╭─ Texte fourni

L'effet de design

La théorie de « l’effet design » appliquée à la typographie inclusive.

Version : 1 mars 2024
Ariane Barba

Dans le cadre de son mémoire de Master en communication visuelle et graphisme, à l’Académie des Beaux Arts de Tournai, Ariane Barba se pose la question de la responsabilité dans la pratique du design graphique. Ce texte est un extrait du chapitre « Pourquoi les designer·euses graphiques doivent-iels être conscient·es de leur responsabilité ? », elle y aborde le caractère typographique dans le but d’interroger le rôle d’un objet de design et sa réception dans nos sociétés occidentales. Cet exemple permet de mettre en lumière la théorie de «l’effet de design » par une application concrète, consciente et politique.

a) Beaux-arts ou science sociale, la place de l’Autre dans la pensée de Jorge Frascara

 

Certain·es se sont déjà penché·es sur cette grande question de l’impact du design sur les sociétés, notamment Jorge Frascara. Ce leader argentin de la communication visuelle a publié divers ouvrages et écrits au sujet de la production graphique et de sa réception. En 1988, l’article « Graphic Design : fine art or social science ? » paru dans la revue Design Issues[1], déplore le manque de critiques dû à l’absence de théories sur le graphisme. Ces vides amputent le design graphique d’une architecture et d’un squelette qui le rendraient à la fois plus compréhensible et plus solide : « Le graphisme existe depuis assez longtemps pour que son rôle dans la société soit facilement compris. Cependant, à la différence de l’architecture, de la littérature ou des beaux-arts, il s’est développé sans trop de réflexion théorique. » Jorge Frascara, 1988

Un des points que Frascara aborde est la réception du graphisme par l’Autre, en mettant en relation les sciences sociales et le design. Ainsi, il impose la notion de responsabilité dans la pratique du design graphique. En effet, pour l’auteur, « le design graphique est l’activité qui organise la communication visuelle dans la société. Il se préoccupe de l’efficacité de la communication, de la technologie utilisée pour sa mise en œuvre et de l’impact social qu’elle produit, autrement dit, de la responsabilité sociale. » Frascara estime que la responsabilité sociale dans le domaine du graphisme concerne, par exemple, « l’impact de toute communication visuelle sur la communauté et la manière dont son contenu influence les gens, [ou encore] l’impact de toute communication visuelle sur l’environnement visuel. »

╰─
╭─ Données à traiter

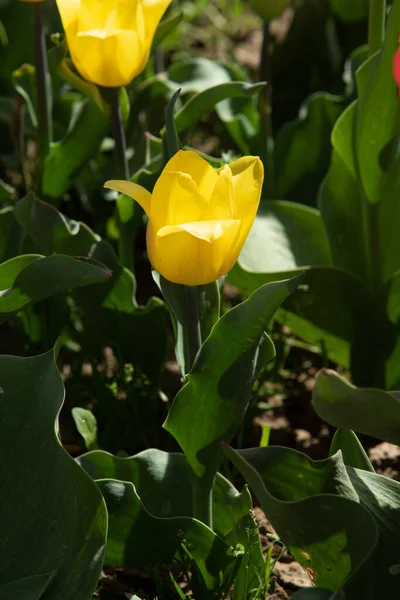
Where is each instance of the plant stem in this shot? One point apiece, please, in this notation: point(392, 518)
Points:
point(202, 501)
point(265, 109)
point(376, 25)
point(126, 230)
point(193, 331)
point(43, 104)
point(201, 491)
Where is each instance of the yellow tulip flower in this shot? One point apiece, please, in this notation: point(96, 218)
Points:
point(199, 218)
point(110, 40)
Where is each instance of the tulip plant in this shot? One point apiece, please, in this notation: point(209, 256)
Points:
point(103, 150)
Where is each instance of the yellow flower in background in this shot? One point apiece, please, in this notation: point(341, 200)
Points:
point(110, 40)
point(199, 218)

╰─
╭─ Données à traiter

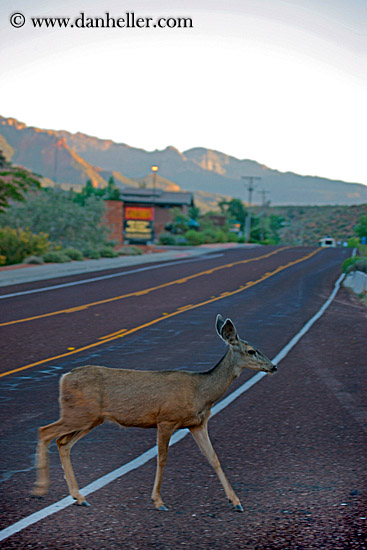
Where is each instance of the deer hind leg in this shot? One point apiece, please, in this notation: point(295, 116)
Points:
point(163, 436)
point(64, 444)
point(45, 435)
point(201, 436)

╰─

Consignes de l'exercice:
(A) Disposez en tableau Markdown les lignes des entrées situées entre celle qui contient « Where is each instance of the deer » et celle qui contient « point(201, 436) », ces deux lignes comprises, sans les lignes vides. Nommez les colonnes « Numéro » pour le rang de chaque ligne et « Ligne de l'entrée » pour son texte.
(B) Reprenez le texte sur l'effet de design à l'endroit où il s'arrête et poursuivez-le.

Réponses:
(A)
| Numéro | Ligne de l'entrée |
|---|---|
| 1 | Where is each instance of the deer hind leg in this shot? One point apiece, please, in this notation: point(295, 116) |
| 2 | Points: |
| 3 | point(163, 436) |
| 4 | point(64, 444) |
| 5 | point(45, 435) |
| 6 | point(201, 436) |

(B)
« Les designers responsables deviennent actifs dans la définition de leur propre rôle, et des paradigmes au sein desquels ils opèrent. Le designer devrait dépasser la mise en forme d’éléments visuels constitutifs d’une campagne de communication et participer à la conception et à la poursuite d’une utopie réalisable, ainsi qu’au développement de la stratégie de communication à envisager. » [2]Jorge Frascara, 1997

Si les productions existent en partie à travers leur réception, elles prennent leur sens dans l’impact qu’elles provoquent chez l’Autre. Stéphane Vial théorise et développe cette idée de répercussion inévitable par ce qu’il nomme « l’effet de design ».

Dans son ouvrage Court traité du design, paru en 2014, le philosophe Stéphane Vial[3] aborde la manière dont le design « affecte, structure et encadre notre expérience quotidienne par la production d’effets »[4]. Apparaît ainsi « l’effet de design ».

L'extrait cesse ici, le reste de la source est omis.